● **EXERCICES**
(A) Indiquez si chacune des affirmations suivantes concorde avec le texte sur les sondages, en répondant par oui ou par non et en citant les mots décisifs du texte : (i) plus de 2 000 sondages sont publiés chaque année ; (ii) le législateur peut intervenir dans la production qualitative de l’enquête ; (iii) le contre-sondage publié par Marianne a résolu la question.
(B) Rédigez la suite du texte sur les sondages en partant de sa dernière phrase.

● **DOCUMENT**
□ □ □ □ □
Le Sénat tente de sortir de la brume sondagière

“Une armée entière de critiques ne saurait arrêter les sondages” G. Gallup  -1949

Sincérité et transparence. C’est en ces termes que le sénateur socialiste J.P Sueur présente le rapport sur la proposition de loi concernant les sondages. La République se shoote aux sondages, plus de 2 000 publiés chaque année. Ausculter l’opinion, la suivre, se plier à ses désirs intimes, définit le nouveau credo de l’action politique. Mais bien au-delà, l’accoutumance touche les observateurs de la vie publique. Le lecteur, se définissant par rapport à l’artefact nouvellement créé, se positionnant en fonction de : “Suis-je d’accord ou pas avec le résultat du sondage ?”. Puis, la presse et les éditorialistes y puisent des arguments d’autorité. Soit pour étayer une démonstration subjective, soit pour exprimer le point de vue subjectif “des Français”.

Impossible d’écorner ce que le sénateur appelle la liberté d’expression de la “sondomanie” ambiante. La presse doit pouvoir publier ce qu’elle veut (même des absurdités), le législateur ne peut intervenir dans la production qualitative de l’enquête. Par contre, l’objectif de la loi consiste à s’adresser à l’intelligence du récepteur (auditeurs, lecteurs, téléspectateurs) afin qu’il juge de la pertinence de ce qui lui est servi. En ce sens, le projet stipule qu’une série d’obligations incomberait aux instituts et aux émetteurs de sondages d’opinion. La transparence et la sincérité s’appuieraient en particulier sur une notice (méthodologique) d’explication consultable sur le site Internet de la commission des sondages. Elle comporterait notamment : L’objet du sondage, les méthodes selon lesquelles les personnes interrogées ont été choisies et la composition de l’échantillon, les conditions de réalisation, les marges d’erreurs selon l’échantillon, la proportion des réponses, et notamment le texte intégral des questions, et les redressements.

Le scénario des sondages

La mise à disposition du texte intégral de l’enquête comporte un certain nombre d’avantages. Elle permet de contextualiser, d’éclairer sur “l’effet de halo”. En l’occurrence l’influence des premières réponses sur le reste de l’enquête. De plus, dans la litanie des questions il sera possible de discerner la “mise en scène” d’un questionnaire. Une mise en condition cruciale pour la thématique sécuritaire par exemple. Tout le monde a en tête le sondage du Figaro tombé (opportunément) après le discours ethnicosécuritaire de Grenoble du président de la République en août 2010. Dans quelles conditions a été réalisé ce sondage ? N’a-t-on pas par des questions non publiées instillé une atmosphère anxiogène qui conditionne les réponses ultérieures ? Des questions qui se posent notamment après le contre-sondage publié par Marianne quelques jours plus tard ? Un contre-sondage qui ne résout rien, mais qui interpelle sur la manipulation et l’interprétation par chacune des parties (émetteurs, récepteurs, commanditaires) des résultats ? Après cet épisode, on ne sait qu’une chose c’est qu’on ne sait rien. Rien de précis sur “l’opinion” des français. Une des propositions de la loi oblige à rendre public le déroulé complet des questions du sondage. Afin d’éclairer un peu plus sur la fabrique de ces derniers. D’y déceler peut-être des biais.
□ □ □ □ □
● **LIGNES FOURNIES**
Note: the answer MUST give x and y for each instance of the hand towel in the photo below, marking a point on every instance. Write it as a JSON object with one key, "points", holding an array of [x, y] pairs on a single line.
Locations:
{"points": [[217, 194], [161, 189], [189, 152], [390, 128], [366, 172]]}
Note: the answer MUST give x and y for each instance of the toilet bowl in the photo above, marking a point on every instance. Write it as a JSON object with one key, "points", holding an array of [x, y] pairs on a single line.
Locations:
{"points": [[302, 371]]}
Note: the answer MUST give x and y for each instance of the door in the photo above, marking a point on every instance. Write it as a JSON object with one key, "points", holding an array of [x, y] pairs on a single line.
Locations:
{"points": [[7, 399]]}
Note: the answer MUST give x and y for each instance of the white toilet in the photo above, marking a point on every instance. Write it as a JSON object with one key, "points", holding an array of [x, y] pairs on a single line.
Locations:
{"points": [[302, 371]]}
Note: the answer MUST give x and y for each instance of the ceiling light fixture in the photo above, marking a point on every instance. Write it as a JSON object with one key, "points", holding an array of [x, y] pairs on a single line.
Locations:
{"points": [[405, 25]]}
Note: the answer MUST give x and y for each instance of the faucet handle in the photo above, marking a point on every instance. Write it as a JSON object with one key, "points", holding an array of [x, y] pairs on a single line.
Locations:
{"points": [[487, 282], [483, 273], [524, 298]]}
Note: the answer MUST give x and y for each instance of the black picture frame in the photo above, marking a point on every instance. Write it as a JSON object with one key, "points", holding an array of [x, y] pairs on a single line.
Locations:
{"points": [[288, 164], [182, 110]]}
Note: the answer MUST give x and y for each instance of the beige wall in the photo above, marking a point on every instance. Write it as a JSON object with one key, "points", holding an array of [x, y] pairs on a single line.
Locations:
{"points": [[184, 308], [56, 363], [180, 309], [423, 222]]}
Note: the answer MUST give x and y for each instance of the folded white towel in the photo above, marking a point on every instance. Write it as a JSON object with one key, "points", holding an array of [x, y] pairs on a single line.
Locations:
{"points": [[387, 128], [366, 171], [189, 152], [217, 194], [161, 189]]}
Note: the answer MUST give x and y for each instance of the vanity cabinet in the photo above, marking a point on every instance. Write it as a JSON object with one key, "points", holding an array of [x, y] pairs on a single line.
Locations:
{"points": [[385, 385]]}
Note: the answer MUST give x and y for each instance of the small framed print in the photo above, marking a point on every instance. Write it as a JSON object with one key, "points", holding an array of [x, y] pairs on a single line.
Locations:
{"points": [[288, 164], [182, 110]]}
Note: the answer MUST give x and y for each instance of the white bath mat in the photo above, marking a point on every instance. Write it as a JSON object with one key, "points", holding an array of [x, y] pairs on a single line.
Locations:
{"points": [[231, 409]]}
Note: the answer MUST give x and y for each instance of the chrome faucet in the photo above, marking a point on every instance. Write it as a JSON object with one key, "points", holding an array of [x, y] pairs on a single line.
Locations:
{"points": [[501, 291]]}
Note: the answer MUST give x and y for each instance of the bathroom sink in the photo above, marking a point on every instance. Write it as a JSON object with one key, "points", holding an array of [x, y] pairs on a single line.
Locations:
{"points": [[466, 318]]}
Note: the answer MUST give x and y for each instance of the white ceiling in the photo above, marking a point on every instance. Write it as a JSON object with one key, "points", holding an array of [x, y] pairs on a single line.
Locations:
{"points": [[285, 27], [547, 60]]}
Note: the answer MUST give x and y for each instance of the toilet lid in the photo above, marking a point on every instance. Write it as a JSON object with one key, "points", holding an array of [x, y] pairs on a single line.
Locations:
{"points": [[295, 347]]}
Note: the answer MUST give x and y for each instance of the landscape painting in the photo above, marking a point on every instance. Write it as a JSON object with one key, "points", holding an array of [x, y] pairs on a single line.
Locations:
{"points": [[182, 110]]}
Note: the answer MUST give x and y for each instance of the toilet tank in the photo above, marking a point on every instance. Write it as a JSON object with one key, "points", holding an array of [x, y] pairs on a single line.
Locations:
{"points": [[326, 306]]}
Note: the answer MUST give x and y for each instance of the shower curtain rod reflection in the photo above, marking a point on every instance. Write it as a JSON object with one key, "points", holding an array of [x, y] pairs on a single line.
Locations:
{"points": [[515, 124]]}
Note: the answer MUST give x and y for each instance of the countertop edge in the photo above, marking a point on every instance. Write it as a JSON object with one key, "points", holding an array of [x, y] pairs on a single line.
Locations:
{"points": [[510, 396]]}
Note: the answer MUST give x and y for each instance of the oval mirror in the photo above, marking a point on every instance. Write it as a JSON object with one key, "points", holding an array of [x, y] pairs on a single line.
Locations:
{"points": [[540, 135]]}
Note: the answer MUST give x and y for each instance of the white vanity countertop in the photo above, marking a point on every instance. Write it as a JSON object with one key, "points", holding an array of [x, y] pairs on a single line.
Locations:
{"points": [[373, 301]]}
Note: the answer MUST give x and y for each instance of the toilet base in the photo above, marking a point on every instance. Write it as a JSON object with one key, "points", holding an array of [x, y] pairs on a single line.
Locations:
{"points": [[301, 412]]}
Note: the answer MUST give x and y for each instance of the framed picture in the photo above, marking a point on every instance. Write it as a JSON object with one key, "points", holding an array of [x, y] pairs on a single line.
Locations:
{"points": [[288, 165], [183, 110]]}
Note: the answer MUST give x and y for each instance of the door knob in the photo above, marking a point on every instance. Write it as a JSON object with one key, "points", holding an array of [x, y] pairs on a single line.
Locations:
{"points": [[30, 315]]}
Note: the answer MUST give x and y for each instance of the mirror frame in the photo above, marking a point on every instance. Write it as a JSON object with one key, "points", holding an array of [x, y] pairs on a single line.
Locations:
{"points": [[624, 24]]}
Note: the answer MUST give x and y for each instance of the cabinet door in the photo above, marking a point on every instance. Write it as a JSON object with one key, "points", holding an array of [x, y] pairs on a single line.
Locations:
□ □ □ □ □
● **CORRIGÉS**
(A)
(i) Oui : « plus de 2 000 publiés chaque année ».
(ii) Non : « le législateur ne peut intervenir dans la production qualitative de l’enquête ».
(iii) Non : « Un contre-sondage qui ne résout rien ».

(B)
La cuisine scientifique des sondages

Quand on interroge un citoyen sur ses préférences politiques, et s’il répond, on peut se demander dans quelle mesure il assume ses choix d’autant plus s’ils sont radicaux, voire extrémistes ? À tort ou à raison, une stigmatisation du vote Front National s’opère dans les médias (et dans une moindre mesure celui de l’extrême gauche). Depuis 2002, on relâche l’étreinte, une sorte de décomplexion se produit sur ce type de vote. L’avènement du Sarkozysme y concourt aussi. Néanmoins, les sondeurs disposent de méthodes “maison” pour rectifier les non-dits du citoyen. En général, ils comparent les résultats bruts des enquêtes avec les réalités du vote, puis effectuent des corrections. Avec un train de retard, et beaucoup d’incertitude sur l’air du temps. Ainsi que sur le niveau de désinvolture électorale. Les entreprises commerciales de sondages, pudiquement (auto) qualifiées d’instituts, prétendent user de méthodes scientifiques pour apprécier les redressements et corrections. Le sénateur J.P. Sueur évoque l’extrême réticence de ces sociétés à livrer leurs formules secrètes (magiques), dont elles prétendent qu’elles sont issues de réflexions intenses. Il s’étonne de réponses de responsables qui ne veulent pas divulguer leurs “secrets de fabrication”, “comme de grands cuisiniers qui ne veulent déflorer le secret de leur art”. À une exception notable, ces entreprises d’opinion disent opérer dans le champ scientifique des études sociales, non pas dans la gastronomie. Selon le sénateur le fort embarras à publier les données brutes de l’étude, et d’y mentionner les corrections montre surtout le manque de méthode solide sur le sujet. La pratique du “doigt mouillé” en l’espèce.

Une loi, pourquoi ? Pour qui ?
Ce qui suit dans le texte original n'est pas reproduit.